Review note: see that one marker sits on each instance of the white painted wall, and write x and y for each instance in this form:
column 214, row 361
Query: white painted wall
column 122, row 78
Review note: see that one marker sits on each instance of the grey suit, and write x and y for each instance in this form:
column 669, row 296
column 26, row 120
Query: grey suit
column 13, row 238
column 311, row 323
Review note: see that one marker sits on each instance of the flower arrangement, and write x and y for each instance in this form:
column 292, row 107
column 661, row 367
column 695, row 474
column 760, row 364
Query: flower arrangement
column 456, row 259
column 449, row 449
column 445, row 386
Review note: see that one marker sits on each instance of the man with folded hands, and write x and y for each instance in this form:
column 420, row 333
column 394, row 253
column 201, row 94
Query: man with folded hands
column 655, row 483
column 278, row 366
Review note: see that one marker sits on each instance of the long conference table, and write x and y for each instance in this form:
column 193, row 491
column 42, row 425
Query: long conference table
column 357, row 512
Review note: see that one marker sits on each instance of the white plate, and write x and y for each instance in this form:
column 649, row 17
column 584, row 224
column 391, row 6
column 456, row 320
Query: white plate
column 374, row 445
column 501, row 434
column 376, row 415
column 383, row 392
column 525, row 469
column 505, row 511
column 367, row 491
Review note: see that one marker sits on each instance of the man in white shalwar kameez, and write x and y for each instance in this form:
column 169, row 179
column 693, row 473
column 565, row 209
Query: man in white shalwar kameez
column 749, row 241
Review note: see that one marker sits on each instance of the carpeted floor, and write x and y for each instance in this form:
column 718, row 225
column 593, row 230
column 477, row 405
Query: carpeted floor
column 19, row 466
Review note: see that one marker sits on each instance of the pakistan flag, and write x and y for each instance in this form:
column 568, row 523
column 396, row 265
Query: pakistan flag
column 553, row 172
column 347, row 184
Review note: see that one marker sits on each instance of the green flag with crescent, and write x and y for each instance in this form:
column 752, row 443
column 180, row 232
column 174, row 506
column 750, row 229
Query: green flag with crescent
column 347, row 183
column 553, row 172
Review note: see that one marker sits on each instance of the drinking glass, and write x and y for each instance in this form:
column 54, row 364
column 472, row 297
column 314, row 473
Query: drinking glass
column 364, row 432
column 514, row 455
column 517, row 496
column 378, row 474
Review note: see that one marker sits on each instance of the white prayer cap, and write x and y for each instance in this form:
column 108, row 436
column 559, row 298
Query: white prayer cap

━━━━

Revise the data above by replacing every "marker" with "pin", and give all of it again with nothing else changed.

Review note: see that one pin sits on each instance of the white painted wall, and write x and y for each instance in this form:
column 214, row 361
Query: white painted wall
column 122, row 78
Review note: see that one pin sits on each instance of the grey suit, and write x and y for each instance in this form:
column 669, row 296
column 26, row 120
Query: grey suit
column 13, row 238
column 311, row 323
Review note: see that one pin sits on each instance of the flower arrangement, and write x and y for each instance in this form:
column 292, row 107
column 661, row 367
column 695, row 474
column 760, row 364
Query: flower arrangement
column 456, row 259
column 449, row 449
column 445, row 386
Review note: see that one pin sits on each instance of the man with folded hands, and write x and y for each instance in this form:
column 420, row 333
column 394, row 253
column 201, row 94
Query: man with folded hands
column 655, row 483
column 278, row 366
Review note: see that one pin sits on each instance of the long conference table, and write x and y for each instance in this form:
column 193, row 491
column 42, row 425
Query: long conference table
column 357, row 512
Review note: see that one pin sits on each instance of the white plate, and write x and y for each instance in this form:
column 649, row 17
column 584, row 224
column 391, row 6
column 456, row 320
Query: white plate
column 374, row 445
column 501, row 434
column 376, row 415
column 383, row 392
column 525, row 469
column 505, row 511
column 367, row 491
Review note: see that one pin sits on each instance of the man in white shalwar kameez, and write x and y for each instance in this form:
column 169, row 179
column 693, row 473
column 565, row 209
Query: man in white shalwar kameez
column 749, row 241
Review note: see that one pin sits on each instance of the carpeted floor, and write x and y for each instance in this form:
column 718, row 225
column 593, row 230
column 477, row 405
Query: carpeted floor
column 19, row 466
Review note: see that one pin sits on each instance of the pakistan flag, and write x and y for each instance in this form:
column 568, row 523
column 396, row 265
Query: pakistan flag
column 553, row 172
column 347, row 184
Review note: see that one pin sits on each instance of the green flag with crescent, and write x and y for each instance in this form:
column 752, row 443
column 180, row 232
column 174, row 506
column 750, row 229
Query: green flag with crescent
column 347, row 183
column 553, row 172
Review note: see that one pin sits on each instance of the drinking glass, and write x and y for each instance in this form:
column 54, row 364
column 472, row 297
column 314, row 473
Query: drinking glass
column 364, row 432
column 514, row 455
column 517, row 496
column 378, row 474
Review note: see that one pin sits on each instance of the white prayer cap, and write x and y for each instance in this form:
column 108, row 436
column 559, row 298
Query: white prayer cap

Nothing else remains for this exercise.